__What is required__
Turn the records below into a JSON list of strings, with each line as its own string and blank lines left out.

__Data rows__
+ + +

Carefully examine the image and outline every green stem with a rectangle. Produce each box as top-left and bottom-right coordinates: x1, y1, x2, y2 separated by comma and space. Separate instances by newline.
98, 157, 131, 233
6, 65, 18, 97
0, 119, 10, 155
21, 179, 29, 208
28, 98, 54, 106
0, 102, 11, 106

+ + +

__Solution below__
[
  "Carefully examine the image and outline every green stem with a rectangle. Produce each box as top-left and bottom-right coordinates: x1, y1, x2, y2 separated by comma and space. Separate instances by newline.",
  "98, 157, 131, 233",
  "6, 65, 18, 97",
  "0, 119, 10, 155",
  "21, 179, 29, 208",
  "28, 98, 54, 106",
  "0, 102, 11, 106"
]